[Start of Text passage]

# Old man bindings



## basser (Sep 18, 2015)

burton step on, to be released next season.


----------



## rpadc (Mar 10, 2014)

Cu455 said:


> I'm getting a little too old to be strapping in on the ground or while standing.


Stretching and yoga for flexibility and some strength training. From one old man to another, we gotta put in more effort to not become decrepit in general, not just struggling with strapping on bindings.


----------



## rambob (Mar 5, 2011)

rpadc said:


> Stretching and yoga for flexibility and some strength training. From one old man to another, we gotta put in more effort to not become decrepit in general, not just struggling with strapping on bindings.


X2 - If you're having struggles with strapping in you will struggle in other actions. Keep limber, do toe touches, power walking, whatever.


----------



## WasabiCanuck (Apr 29, 2015)

basser said:


> burton step on, to be released next season.


These look cool, they have a pair at the local shop here and I got to play with them a bit. They look good, nice boa strap to keep heel down and the toe cleats are alot smaller than I thought. These look great. Whole set up is lighter than I thought too.












rpadc said:


> Stretching and yoga for flexibility and some strength training. From one old man to another, we gotta put in more effort to not become decrepit in general, not just struggling with strapping on bindings.


Yup. I strength train pretty hard in the gym all year to keep father time away. I mostly powerlift these days, probably not the best for snowboarding but it keeps me strong with healthy joints. I deadlifted 350lbs for 3 today. Not great but not too bad for an old desk jockey. I remember 18 months ago when 315lbs felt really heavy. But......I need to do more cardio and yoga, big time.


----------



## KIRKRIDER (Mar 18, 2008)

Cu455 said:


> I'm getting a little too old to be strapping in on the ground or while standing. I only went snowboarding once this season and thought to myself I might be on skis soon, please don't ban me for saying this.
> 
> A few years ago Flow and K2 cinches were the only rear entry options. Is this still the case? Any recommendations for a good binding/tool to make myour life easier?
> 
> I really don't want to end up on skis, so please help.


51 here. I have been using K2 CHINCH-CTX for about 5 seasons now and stil love them. Depending on the type of chair you can either step in as you ride off the chair or stop standing briefly, pull one lever up and go. I lean against the snow bank, or whatever I find near the chair, step in, lock and go. 

I like the new Burton system but it doesnt seem faster than rear entry. The K2 opens really wide, I use Burton DriverX boots that have a smaller profile and slide in with room to spare before locking the binding up. 

I got them during a summer sale for $150. Was a good deal. They are well built but on the heavy side, at least mine. They were the 11-12 model I believe. Also K2 customer service is pretty responsive.


----------



## Fielding (Feb 15, 2015)

[End of Text passage]

• Challenges:
1. List every brand name of snowboard gear mentioned in the forum thread on bindings for older riders.
2. Answer these questions using the forum thread on bindings for older riders.
(a) According to basser, when is the Burton step on to be released?
(b) How much did KIRKRIDER pay for the K2 bindings during a summer sale?
(c) What weight did WasabiCanuck deadlift for 3?
3. Extend the forum thread on bindings for older riders from the point where it stops.

[Start of Items]

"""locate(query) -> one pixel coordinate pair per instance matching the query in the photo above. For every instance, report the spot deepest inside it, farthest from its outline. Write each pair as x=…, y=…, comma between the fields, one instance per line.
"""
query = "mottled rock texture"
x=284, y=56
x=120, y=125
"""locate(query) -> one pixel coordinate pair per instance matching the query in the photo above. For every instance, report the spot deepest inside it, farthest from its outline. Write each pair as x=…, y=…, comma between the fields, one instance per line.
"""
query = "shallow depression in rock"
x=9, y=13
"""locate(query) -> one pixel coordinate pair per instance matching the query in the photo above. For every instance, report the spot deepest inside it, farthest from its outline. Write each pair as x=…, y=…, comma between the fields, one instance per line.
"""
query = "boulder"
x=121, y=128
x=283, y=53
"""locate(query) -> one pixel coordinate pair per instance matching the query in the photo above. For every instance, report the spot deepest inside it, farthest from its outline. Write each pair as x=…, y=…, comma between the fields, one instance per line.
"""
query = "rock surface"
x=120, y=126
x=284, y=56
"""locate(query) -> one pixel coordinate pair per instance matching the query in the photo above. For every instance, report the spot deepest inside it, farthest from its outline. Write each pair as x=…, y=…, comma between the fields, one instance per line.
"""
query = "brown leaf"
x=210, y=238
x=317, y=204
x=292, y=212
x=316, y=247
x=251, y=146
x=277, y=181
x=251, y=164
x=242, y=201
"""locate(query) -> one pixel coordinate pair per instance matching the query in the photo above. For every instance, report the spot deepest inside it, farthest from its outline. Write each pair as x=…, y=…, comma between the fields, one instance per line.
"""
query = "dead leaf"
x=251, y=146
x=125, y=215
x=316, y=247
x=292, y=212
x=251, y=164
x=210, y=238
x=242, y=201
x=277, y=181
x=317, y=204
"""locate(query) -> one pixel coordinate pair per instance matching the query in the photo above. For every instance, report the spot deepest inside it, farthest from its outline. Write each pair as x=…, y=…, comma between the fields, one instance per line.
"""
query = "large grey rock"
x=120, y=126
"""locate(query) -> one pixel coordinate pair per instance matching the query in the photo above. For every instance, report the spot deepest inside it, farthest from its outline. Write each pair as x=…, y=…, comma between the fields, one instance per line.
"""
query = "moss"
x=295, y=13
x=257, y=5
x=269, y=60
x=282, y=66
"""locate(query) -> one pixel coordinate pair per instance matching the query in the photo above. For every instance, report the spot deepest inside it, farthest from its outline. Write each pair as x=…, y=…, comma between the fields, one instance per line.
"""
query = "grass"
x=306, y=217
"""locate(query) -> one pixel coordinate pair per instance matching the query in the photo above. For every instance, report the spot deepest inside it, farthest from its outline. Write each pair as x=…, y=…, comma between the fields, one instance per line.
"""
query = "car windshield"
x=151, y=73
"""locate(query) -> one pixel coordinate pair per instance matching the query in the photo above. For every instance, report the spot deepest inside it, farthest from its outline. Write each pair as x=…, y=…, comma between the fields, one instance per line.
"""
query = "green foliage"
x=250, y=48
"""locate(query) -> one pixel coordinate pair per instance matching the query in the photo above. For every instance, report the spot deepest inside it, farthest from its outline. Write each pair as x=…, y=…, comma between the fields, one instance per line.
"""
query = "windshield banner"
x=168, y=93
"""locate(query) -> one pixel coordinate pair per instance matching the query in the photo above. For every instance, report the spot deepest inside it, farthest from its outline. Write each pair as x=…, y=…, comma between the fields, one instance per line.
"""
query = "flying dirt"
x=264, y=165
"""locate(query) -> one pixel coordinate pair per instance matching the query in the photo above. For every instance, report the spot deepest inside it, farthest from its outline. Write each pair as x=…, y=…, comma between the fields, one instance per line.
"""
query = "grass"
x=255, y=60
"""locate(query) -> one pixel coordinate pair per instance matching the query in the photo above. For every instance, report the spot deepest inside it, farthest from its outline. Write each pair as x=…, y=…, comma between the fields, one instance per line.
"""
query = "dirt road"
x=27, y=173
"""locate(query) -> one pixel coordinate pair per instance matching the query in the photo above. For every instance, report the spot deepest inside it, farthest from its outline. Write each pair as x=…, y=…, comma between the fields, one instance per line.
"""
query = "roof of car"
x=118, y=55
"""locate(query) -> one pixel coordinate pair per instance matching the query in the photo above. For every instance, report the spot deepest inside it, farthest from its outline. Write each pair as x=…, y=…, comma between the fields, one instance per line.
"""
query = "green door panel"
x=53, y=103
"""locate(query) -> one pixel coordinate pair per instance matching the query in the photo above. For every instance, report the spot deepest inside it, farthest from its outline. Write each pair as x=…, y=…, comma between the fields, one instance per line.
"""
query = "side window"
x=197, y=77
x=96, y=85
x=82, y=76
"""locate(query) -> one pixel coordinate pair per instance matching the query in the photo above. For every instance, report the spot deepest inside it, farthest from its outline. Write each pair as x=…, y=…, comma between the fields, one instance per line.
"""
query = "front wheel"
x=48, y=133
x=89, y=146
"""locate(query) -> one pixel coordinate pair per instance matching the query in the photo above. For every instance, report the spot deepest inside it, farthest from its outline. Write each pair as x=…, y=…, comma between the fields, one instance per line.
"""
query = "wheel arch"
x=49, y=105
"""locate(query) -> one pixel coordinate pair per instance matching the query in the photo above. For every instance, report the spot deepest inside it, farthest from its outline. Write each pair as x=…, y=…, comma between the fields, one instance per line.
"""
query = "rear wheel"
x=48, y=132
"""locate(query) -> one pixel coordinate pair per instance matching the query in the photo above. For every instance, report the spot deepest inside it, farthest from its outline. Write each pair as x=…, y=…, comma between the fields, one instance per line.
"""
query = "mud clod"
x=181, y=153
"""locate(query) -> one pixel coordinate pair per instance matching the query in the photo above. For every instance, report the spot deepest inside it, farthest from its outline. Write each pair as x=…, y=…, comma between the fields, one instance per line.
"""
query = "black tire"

[End of Items]

• In response:
1. Burton, Flow, K2

2.
(a) Next season.
(b) $150.
(c) 350lbs.

3.
Burton will be selling step in type boots and bindings next year. It's a whole new system. I've heard good things. I expect it'll be pricey. Seriously though: the best step in tech going is F2 bindings with INtec heels or bomber Td3 bindings with intec heels. Intec is a hardboot step in system for racers and carvers. Carving snowboards in hardboots is super popular with old guys. I heard there's about 4000 people riding hardboots in the USA. If I had to wager a bet, based on what I've seen, I'd say half are over 55. Maybe you wanna investigate it. It's kind of in between skiing and riding a board. I think it's awesome. Although it's expensive compared to soft boot gear, I think it very well may be worth looking at if you're in to big turns and not so much flying through the air or bouncing off of railings. 



Cu455 said:


> I'm getting a little too old to be strapping in on the ground or while standing. I only went snowboarding once this season and thought to myself I might be on skis soon, please don't ban me for saying this.
> 
> A few years ago Flow and K2 cinches were the only rear entry options. Is this still the case? Any recommendations for a good binding/tool to make myour life easier?
> 
> I really don't want to end up on skis, so please help.


----------



## timmytard (Mar 19, 2009)

Fielding said:


> Burton will be selling step in type boots and bindings next year. It's a whole new system. I've heard good things. I expect it'll be pricey. Seriously though: the best step in tech going is F2 bindings with INtec heels or bomber Td3 bindings with intec heels. Intec is a hardboot step in system for racers and carvers. Carving snowboards in hardboots is super popular with old guys. I heard there's about 4000 people riding hardboots in the USA. If I had to wager a bet, based on what I've seen, I'd say half are over 55. Maybe you wanna investigate it. It's kind of in between skiing and riding a board. I think it's awesome. Although it's expensive compared to soft boot gear, I think it very well may be worth looking at if you're in to big turns and not so much flying through the air or bouncing off of railings.




Yup all those things.

There's gotta be way way more than 4,000 in the USA.

Half of them are still old though haha.
But I'm kinda :embarrased1: old, even I tried em one last year.

Must say, it's pretty good.
If you're not doing 360's and playing in the park?
I don't see a reason why anyone wouldn't want to at least try it.

Those things carve unbelievable.
I'm a not bad snowboarder, but after trying fruit boots only once.
It made me realize, I'm only skidding around on the snow.

You want to really carve on a board, it's gotta be on fruit boots.
Wow is it cool.


TT


----------



## wrathfuldeity (Oct 5, 2007)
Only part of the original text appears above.